ÉNONCÉ 1: Dans l'extrait sur le Tadjikistan, relevez toutes les catégories de personnes et de médias que le gouvernement a également pris pour cible.
ÉNONCÉ 2: Restituez mot pour mot le passage de l'extrait sur le Tadjikistan allant de « Les lois sur » jusqu'à « emprisonnées à tort. » inclus.

*** EXTRAIT À LIRE

Le message visé est clair : la seule forme acceptable d’islam est officielle, hautement centralisée et nationaliste.

Les lois sur l’extrémisme du Tadjikistan sont également vagues et expansives, permettant au gouvernement de criminaliser la plupart des discours ou des comportements auxquels il s’oppose. Les forces de sécurité rassemblent les jeunes hommes portant la barbe et les rasent de force, tandis que les femmes qui portent le hijab sont humiliées publiquement, voire privées de services de base comme les médicaments et l’éducation. Le gouvernement a également pris pour cible des opposants politiques, des journalistes et des médias critiques, et même des utilisateurs naïfs des médias sociaux qui “aiment” des contenus jugés extrémistes. Ces personnes sont dirigées vers un système carcéral décrépit et surpeuplé, où les islamistes violents côtoient de nombreuses personnes emprisonnées à tort.

Le régime de Rahmon identifie régulièrement l’opposition politique à l’extrémisme et au terrorisme. Ce calcul, qui oppose une religion monolithique approuvée par l’État à une foule exagérée de radicaux effrayants, a été contre-productif. Des études montrent qu’une liberté religieuse accrue diminue l’influence relative des groupes radicaux en exposant les individus à une variété de messages et de perspectives. Les combattants islamistes violents, par exemple, font constamment preuve d’un faible niveau de connaissance de la pensée et de la doctrine islamiques actuelles.

******
*** DONNÉES DE L'EXERCICE

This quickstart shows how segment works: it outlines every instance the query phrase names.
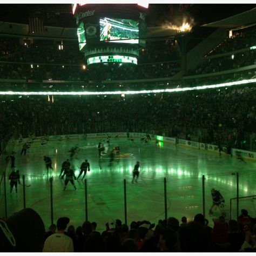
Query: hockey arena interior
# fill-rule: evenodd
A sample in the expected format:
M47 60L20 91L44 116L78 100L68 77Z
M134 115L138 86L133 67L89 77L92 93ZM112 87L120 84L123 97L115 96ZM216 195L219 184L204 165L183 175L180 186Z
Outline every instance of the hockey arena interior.
M0 12L0 251L255 251L256 5Z

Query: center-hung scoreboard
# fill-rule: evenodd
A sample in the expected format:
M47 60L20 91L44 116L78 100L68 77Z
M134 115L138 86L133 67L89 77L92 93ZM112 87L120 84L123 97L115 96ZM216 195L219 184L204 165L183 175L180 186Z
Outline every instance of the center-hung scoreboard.
M147 6L137 4L75 4L80 50L88 64L137 64L145 44Z

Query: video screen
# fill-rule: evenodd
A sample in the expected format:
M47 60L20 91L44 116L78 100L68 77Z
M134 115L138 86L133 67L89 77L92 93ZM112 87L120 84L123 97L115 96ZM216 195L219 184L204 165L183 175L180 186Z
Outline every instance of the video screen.
M80 51L86 44L86 39L85 38L85 32L83 22L80 22L77 28L77 37L78 37L79 49Z
M138 44L139 23L126 19L100 18L100 40L111 43Z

******

RÉPONSE 1:
- des opposants politiques
- des journalistes
- des médias critiques
- des utilisateurs naïfs des médias sociaux qui « aiment » des contenus jugés extrémistes

RÉPONSE 2:
Les lois sur l’extrémisme du Tadjikistan sont également vagues et expansives, permettant au gouvernement de criminaliser la plupart des discours ou des comportements auxquels il s’oppose. Les forces de sécurité rassemblent les jeunes hommes portant la barbe et les rasent de force, tandis que les femmes qui portent le hijab sont humiliées publiquement, voire privées de services de base comme les médicaments et l’éducation. Le gouvernement a également pris pour cible des opposants politiques, des journalistes et des médias critiques, et même des utilisateurs naïfs des médias sociaux qui “aiment” des contenus jugés extrémistes. Ces personnes sont dirigées vers un système carcéral décrépit et surpeuplé, où les islamistes violents côtoient de nombreuses personnes emprisonnées à tort.